- Text:
......
7 Dinge über die „Zauberflöte“, die Sie (vielleicht) noch nicht wussten

Am 3. September startete die Oper Dortmund mit ihrer ersten Premiere in die neue Spielzeit 2022/23. Auf dem Programm? Die Zauberflöte – eine der meistgespielten und -geliebten Opern aller Zeiten. Als Kind verzückt uns das Werk durch seine Märchenwelt und seinen unvergleichlichen Bühnenzauber. Im Erwachsenenalter zerbrechen wir uns hingegen den Kopf, was uns Mozart und Schikaneder eigentlich erzählen wollten, welche Kernbotschaften in diesem rätselhaften Werk schlummern?

Die neue Inszenierung von Hausregisseur Nikolaus Habjan macht letztlich beide Parteien glücklich. Habjan nähert sich dem Werk an vielen Stellen aus der Kinderperspektive, überzeugt immer wieder durch humorvolle Einfälle, fantastische Puppen und einen märchenhaften Kulissenzauber. Zugleich verschließt sich die Produktion allerdings auch nicht vor den aktuellen gesellschaftlichen Diskursen. Inwieweit sind die frauenfeindlichen Aussagen im Kontext der Botschaft des Werkes zu verstehen? Wie muss man mit einem Despoten wie Sarastro umgehen? All diese Fragen werden im Laufe der Inszenierung reflektiert. Das Endresultat zeigt einmal mehr, was für eine nach wie vor ungebrochene Qualität in dieser Oper steckt. Höchste Zeit also, sich einmal genauer mit dem Stoff und der neuen Produktion am Opernhaus Dortmund zu beschäftigen. Hier kommen 7 Dinge über Die Zauberflöte, die Sie (vielleicht) noch nicht wussten:

1.) Der Vogelfänger bin ich ja!
......
- Extrahierte Daten:

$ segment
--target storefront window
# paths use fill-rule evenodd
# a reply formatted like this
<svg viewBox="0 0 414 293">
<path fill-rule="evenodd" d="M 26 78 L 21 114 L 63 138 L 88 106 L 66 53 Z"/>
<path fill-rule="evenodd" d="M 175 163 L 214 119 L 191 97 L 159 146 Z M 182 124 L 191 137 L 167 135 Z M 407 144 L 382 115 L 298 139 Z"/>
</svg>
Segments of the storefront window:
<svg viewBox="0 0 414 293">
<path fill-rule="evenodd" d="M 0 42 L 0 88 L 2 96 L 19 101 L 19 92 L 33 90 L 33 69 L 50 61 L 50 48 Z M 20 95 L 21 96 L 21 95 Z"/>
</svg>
......
- Ihre Aufgabe:
Führen Sie den Text über die „Zauberflöte“ nach der Zeile „1.) Der Vogelfänger bin ich ja!“ fort. Die Daten werden hierfür nicht gebraucht.

- Ergebnis:
Zauberflöte: Figurine des ‘Papageno’ (Emanuel Schikaneder) aus der Ausgabe des Textbuches (Wien: Alberti 1791)© public domain

Auch wenn man bei der Zauberflöte heutzutage als erstes an Wolfgang Amadeus Mozart denkt, ist der Ursprung der Oper gar nicht auf ihn, sondern auf Emanuel Schikaneder zurückzuführen, der die eigentliche Idee zum Stück hatte und Handlung und Text verfasste. Schikaneder war ein Theatermultitalent und arbeitete nicht nur als Librettist und Dichter, sondern ebenso als Schauspieler, Sänger und Theaterdirektor des Freihaustheaters auf der Wieden. Für ebenjenes Haus konzipierte er Die Zauberflöte und beauftragte Mozart damit, die Musik für seinen Text zu komponieren.

Es ist nun kaum verwunderlich, dass sich Schikaneder als prominenter Theaterallrounder seinerzeit in der Zauberflöte auch selbst auf der Bühne verewigen wollte und die Rolle des Papageno sich selbst auf den Leib schrieb. Daher singt und spricht Papageno im Vergleich zu allen anderen Charakteren auch am meisten Text auf der Bühne. Jünger gemacht hat sich der 40-Jährige Schikaneder ebenso; wie wir von der als alten Frau verkleideten Papagena im zweiten Akt erfahren, soll Papageno in der Oper 28 Jahre alt sein.

In puncto Charakterzüge liegen Papageno und Schikaneder derweil keinesfalls auseinander. Denn ein Lebemann war Schikaneder in der Tat genauso wie Papageno. So wurde er etwa im Mai 1789 in Regensburg aufgrund von „lockeren Lebenswandels“ aus seiner damaligen Freimaurerloge ausgeschlossen. Da überrascht es wenig, dass Papageno mit den Priestern Sarastros nicht wirklich warm wird, bei allen Prüfungen elendig versagt, dies letztlich aber auch augenzwinkernd mit Humor nehmen kann.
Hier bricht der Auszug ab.